== Segment start ==

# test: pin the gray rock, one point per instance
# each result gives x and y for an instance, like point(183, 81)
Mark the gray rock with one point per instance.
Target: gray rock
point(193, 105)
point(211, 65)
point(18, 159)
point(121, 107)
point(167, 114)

== Segment end ==

◆ Brief
Using the records above, select and copy every line that has the word "instance".

◆ Exercise result
# test: pin the gray rock, one point per instance
# each result gives x and y for an instance, like point(183, 81)
Mark the gray rock with one point per instance.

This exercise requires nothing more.